• Instructions to follow:
Reproduce every one of the records below word for word, leaving the pictures out.
——————————
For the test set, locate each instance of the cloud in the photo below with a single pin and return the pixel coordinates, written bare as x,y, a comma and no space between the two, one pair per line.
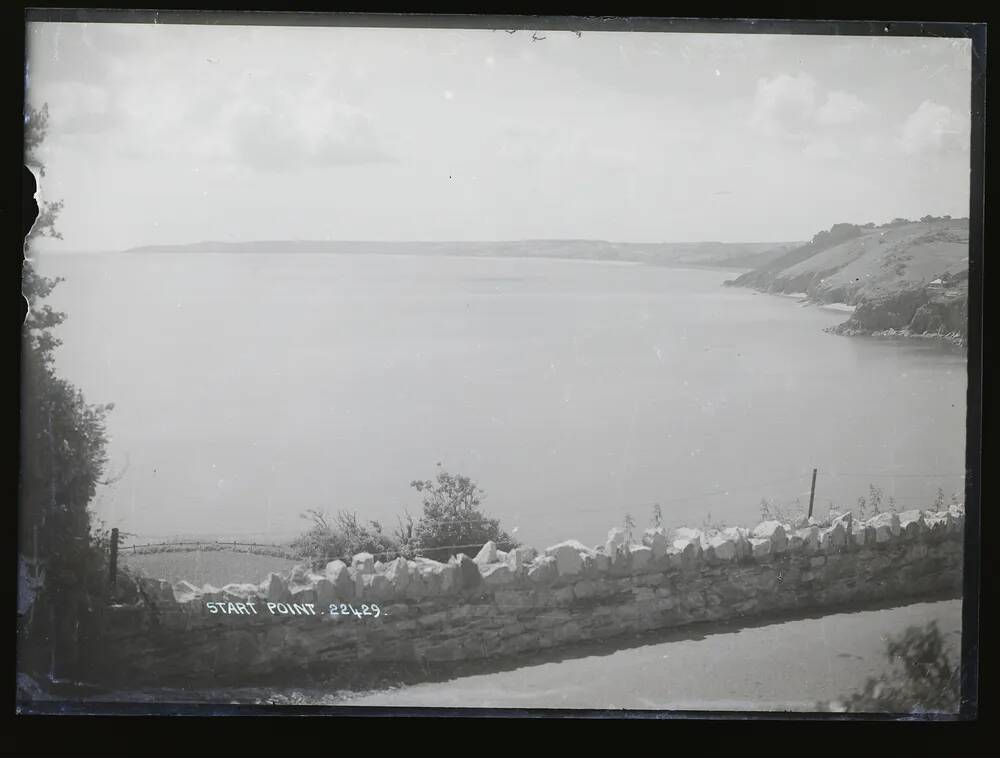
267,124
785,105
823,149
792,107
82,109
934,128
841,108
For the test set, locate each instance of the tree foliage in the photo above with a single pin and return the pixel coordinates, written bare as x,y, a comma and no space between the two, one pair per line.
63,442
923,679
341,537
452,521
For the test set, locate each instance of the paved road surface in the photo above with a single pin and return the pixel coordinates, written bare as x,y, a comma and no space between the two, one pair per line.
783,666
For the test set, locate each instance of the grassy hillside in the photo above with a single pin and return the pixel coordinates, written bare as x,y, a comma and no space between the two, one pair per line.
906,277
215,567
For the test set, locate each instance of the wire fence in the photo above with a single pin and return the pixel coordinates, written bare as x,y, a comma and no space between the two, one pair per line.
286,550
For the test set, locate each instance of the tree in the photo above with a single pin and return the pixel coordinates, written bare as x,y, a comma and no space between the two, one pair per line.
345,537
923,679
452,521
63,442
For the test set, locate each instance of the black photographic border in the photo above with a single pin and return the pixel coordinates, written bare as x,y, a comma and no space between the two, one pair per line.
827,25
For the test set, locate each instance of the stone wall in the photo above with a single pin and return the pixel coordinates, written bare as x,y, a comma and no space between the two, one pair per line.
508,603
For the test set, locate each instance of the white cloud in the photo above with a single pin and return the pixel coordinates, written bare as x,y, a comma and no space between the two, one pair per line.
841,108
785,105
289,134
934,128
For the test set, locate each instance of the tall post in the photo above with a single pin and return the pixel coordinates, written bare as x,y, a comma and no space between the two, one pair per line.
113,564
812,493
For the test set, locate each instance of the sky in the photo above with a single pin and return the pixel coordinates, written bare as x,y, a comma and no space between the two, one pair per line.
169,134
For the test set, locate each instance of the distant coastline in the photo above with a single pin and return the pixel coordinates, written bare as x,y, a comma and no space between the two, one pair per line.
736,256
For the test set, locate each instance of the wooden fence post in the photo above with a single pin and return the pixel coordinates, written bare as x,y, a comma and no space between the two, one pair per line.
812,493
113,564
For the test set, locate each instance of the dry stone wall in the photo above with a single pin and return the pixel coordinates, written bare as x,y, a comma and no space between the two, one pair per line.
498,603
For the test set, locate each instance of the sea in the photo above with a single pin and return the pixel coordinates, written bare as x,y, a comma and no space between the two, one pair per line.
251,388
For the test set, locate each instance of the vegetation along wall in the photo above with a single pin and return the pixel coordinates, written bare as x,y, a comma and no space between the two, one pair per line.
499,603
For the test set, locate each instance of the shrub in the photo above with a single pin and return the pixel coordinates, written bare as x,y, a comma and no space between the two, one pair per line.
923,679
344,537
452,521
62,556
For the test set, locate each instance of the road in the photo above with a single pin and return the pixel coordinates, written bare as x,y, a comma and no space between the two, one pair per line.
783,666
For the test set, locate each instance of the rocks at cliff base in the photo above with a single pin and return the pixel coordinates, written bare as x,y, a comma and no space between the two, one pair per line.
543,570
773,531
363,563
185,592
656,539
496,573
911,523
339,576
468,570
487,554
722,548
158,591
240,591
761,547
640,555
518,558
886,526
569,556
275,589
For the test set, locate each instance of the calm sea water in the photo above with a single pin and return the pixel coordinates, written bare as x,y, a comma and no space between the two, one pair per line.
249,388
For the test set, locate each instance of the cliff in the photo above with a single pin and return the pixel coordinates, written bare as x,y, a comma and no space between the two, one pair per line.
904,278
737,255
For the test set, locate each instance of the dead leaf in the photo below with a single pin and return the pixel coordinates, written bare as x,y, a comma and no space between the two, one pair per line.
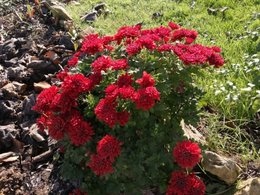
52,56
11,159
6,155
192,133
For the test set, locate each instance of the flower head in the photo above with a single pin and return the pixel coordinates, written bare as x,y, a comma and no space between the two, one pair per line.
99,165
187,154
109,147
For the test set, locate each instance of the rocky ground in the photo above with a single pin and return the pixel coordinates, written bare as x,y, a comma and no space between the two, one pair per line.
32,50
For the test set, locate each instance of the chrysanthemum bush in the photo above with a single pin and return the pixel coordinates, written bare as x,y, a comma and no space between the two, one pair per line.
117,109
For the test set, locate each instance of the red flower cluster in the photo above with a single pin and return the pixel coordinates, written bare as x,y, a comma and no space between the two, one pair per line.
198,54
106,62
92,44
108,149
144,98
187,154
185,184
73,61
57,106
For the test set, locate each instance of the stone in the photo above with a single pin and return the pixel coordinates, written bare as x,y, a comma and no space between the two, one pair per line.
7,133
42,67
86,31
67,42
90,17
250,186
20,88
28,103
7,110
19,73
192,133
38,87
9,91
224,168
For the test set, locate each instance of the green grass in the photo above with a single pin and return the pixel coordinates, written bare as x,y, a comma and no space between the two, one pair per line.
235,32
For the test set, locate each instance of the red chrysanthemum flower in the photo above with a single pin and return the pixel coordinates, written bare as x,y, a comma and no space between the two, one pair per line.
42,122
123,117
95,79
163,33
63,103
79,130
173,26
147,41
73,61
106,111
120,64
62,75
179,184
146,81
45,99
187,154
127,32
99,165
165,47
133,48
127,92
56,127
145,98
101,63
92,44
189,35
124,80
109,147
75,84
112,92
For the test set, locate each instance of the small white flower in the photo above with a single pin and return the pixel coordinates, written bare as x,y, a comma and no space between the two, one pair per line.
228,97
230,83
250,84
235,97
246,89
217,92
223,88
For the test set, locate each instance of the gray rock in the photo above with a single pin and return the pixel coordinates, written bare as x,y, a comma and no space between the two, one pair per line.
7,133
7,111
90,17
19,87
9,91
18,73
9,48
28,103
250,186
43,67
38,87
67,42
226,169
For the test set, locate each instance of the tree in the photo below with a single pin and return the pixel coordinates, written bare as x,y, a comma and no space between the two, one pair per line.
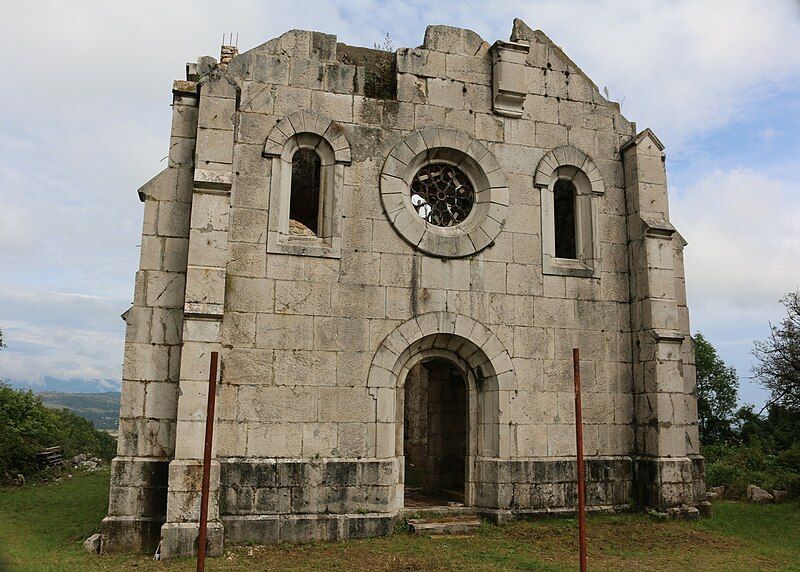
——————————
• Task response:
For the test set, locate each instance of the cloud in the photo below with a single pin and return the pixel coordinates, written bare as x,y, a comma and no space between the two, one pair per line.
267,124
785,105
823,149
792,107
82,109
934,128
841,108
For the test set, locate each instance of the tree foliage in the photo above with a single pin and return the pixel coordinates, written bare as x,y, a comma and no space between the two, one pair per line.
63,442
923,679
341,537
452,521
For the test set, locate each instance of the paved road surface in the photo above with a single pin and return the pixel coordinates, written bare as x,y, a comma and no space between the two, one pair per line.
783,666
For the test set, locate each instance of the grassy hillside in the photo above with a single pin and return the pixel coordinates, written bare as x,y, a comma and no space between the two, one pair per line.
906,277
215,567
For the test set, locate each instance of the wire fence in the photo above with a single pin and return the pixel coordinates, written bare as x,y, a comma and no space between the two, one pair per line.
286,550
For the test set, locate each instance of the tree in the photo above with a single pin and return the pixel coordinates, written bare as x,y, a comma and no space between the two, one pair per line.
345,537
923,679
452,521
63,442
For the test set, locate each instance of the black photographic border in the photo above with a single pin and return the pixel coordinates, written bare as x,y, a comma and no space between the two, one pair per line.
827,25
For the test set, locate each instance of the stone wall in the photo above with a single pin and return the pixel coordinates, written bare as x,y, a comma and no space between the two, one pair per line.
508,603
For the test set, locate each instance of the white cloud in the photo above with a single pin and return the pixel coordinates, written bare as x,y, a comma and no space between the two, one pair per line.
841,108
785,105
289,134
934,128
For the test set, locate each instance of the tall post in the photo above with a single pin and return the pixel coordinates, written bare as x,y, a comma and no space between the two, one pair per line.
113,564
812,493
For the test set, locate each instance of the sky in the photo above with a single pin and return the pixel coordinates, written bare as x,y, a comma and no space between the two, one pair per line.
169,134
For the test set, locate each instance of the distant coastline in the photo above with a single pin and return the pixel coordinates, written bare as x,y, a comma and no space between the two, one pair per line.
736,256
For the test set, locate each instance of the wooden fence post in the photo above with a single pin and return the pixel coordinates, written bare as x,y, a comma and no space between the two, one pair per line.
812,493
113,564
For the test set, locate each instance of the dry stone wall in the photo above with a single pin and return the pixel coordinates, written bare as x,y, a comma and no space between the two, one pair per line.
498,603
For the test set, locate each instance of the sea in the photo above with a single pin and return the pixel coordinates, written bare as x,y, a comma and no space between the two, one pair per line.
251,388
For the test set, locate each instance of the vegetation along wall in the photo above with a single pin and return the pixel coordinates, written bare as x,y, a comma and no space between the two, one pair per line.
499,603
For the test set, locate each instance of the shrub in the photo above with a single pin and return the pixel coordinates, written bare as x,y, a comma and no space between the two, one pair per line.
923,679
344,537
452,521
62,556
For the test set, locate each instance of the road in the photo above with a single pin and return the pixel coordinates, written bare as x,y, a comma and no space between the two, one pair per line.
783,666
For the test set, locate each instance of the rocks at cliff base in the photo above with a single pin and return the pixel coordinates, written bare as x,y, a comma and no space between the two, one pair per line.
543,570
773,531
363,563
185,592
656,539
496,573
911,523
339,576
468,570
487,554
722,548
158,591
240,591
761,547
640,555
518,558
886,526
569,556
275,589
For the test set, locate each instance of the calm sea water in the photo above with a single pin and return the pixel coordinates, written bare as x,y, a comma and no space between the two, one pair per line.
249,388
For the test set, locate each instance of the cliff in the photo above with a single pin and return the pixel coordinates, written bare as x,y, a comma and no space between the two, one pair per line.
904,278
737,255
For the test set, locate each instance of the dead leaf in the photo below with a single pin and return the pixel coordinates, written bare as x,y, a comma and no space between the two, one pair per line.
52,56
11,159
6,155
192,133
For the test set, locate each instance of the flower head in the photo above with a single pin and return the pixel coordinates, written bare as x,y, a comma and no space between the two, one pair per line.
99,165
187,154
109,147
For the test set, locate each instance of the rocky ground in the photo above with a single pin and return the pixel coordinates, written bare as x,y, a comma and no space between the two, one pair per line.
32,50
For the test set, locate each instance of the chrysanthemum bush in the photo above with a single pin and return the pixel coordinates, written bare as x,y, a comma and no space between the two, one pair per line.
117,109
For the test set, locate each instance of the red flower cluster in the photo above with a single pin and return the pixel coordinates, written bare as x,y, a comma and no space between the two, one pair per line.
198,54
106,62
92,44
108,149
144,98
187,154
185,184
73,61
57,106
For the test set, locate each instance of the stone in the photo above with a single pin and return the pixel coordinates, written bare as x,y, a comma and no space between the two, one pair per line.
7,133
42,67
86,31
67,42
90,17
250,186
20,88
28,103
7,110
19,73
192,133
38,87
9,91
224,168
For the test set, locate each instance of the green grass in the photo above with a single pin and return the pixel coordinates, written bare as x,y, a comma and no space between the two, one pair per line.
235,32
For the test set, locate each instance of the red chrysanthemum flower in the photo above with a single pin and return the pixel coordinates, written bare as x,y, a comma and no space between the two, one pair per line.
42,122
123,117
95,79
163,33
63,103
79,130
173,26
147,41
73,61
106,111
120,64
62,75
179,184
146,81
45,99
187,154
127,32
99,165
165,47
133,48
127,92
56,127
145,98
101,63
92,44
189,35
124,80
109,147
75,84
112,92
For the test set, locate each instance of the small white flower in the photo above with a single pin and return the pixel coordinates, written bare as x,y, a comma and no space between the two, one pair per line.
228,97
230,83
250,84
235,97
246,89
217,92
223,88
For the test set, locate each instance of the gray rock in the photo above with a single pin and return the pixel coordinates, written bare as x,y, a comma and no space between the two, one pair per line.
7,133
7,111
90,17
19,87
9,91
18,73
9,48
28,103
250,186
43,67
38,87
67,42
226,169
For the test set, locate each instance of the tree in the photo below with a single pin and return the pixel coordinates, written bare as x,y, a comma and no space between the two, one pair per line.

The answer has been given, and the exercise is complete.